**Task statement**.
Reproduce the records below with "Query" switched to "Search" wherever it occurs, keeping everything else unchanged.

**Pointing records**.
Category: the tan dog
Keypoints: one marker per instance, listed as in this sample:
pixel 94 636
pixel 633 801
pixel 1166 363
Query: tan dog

**Exercise response**.
Category: the tan dog
Keypoints: one marker per instance, listed as in this sample:
pixel 94 636
pixel 633 801
pixel 1166 363
Search: tan dog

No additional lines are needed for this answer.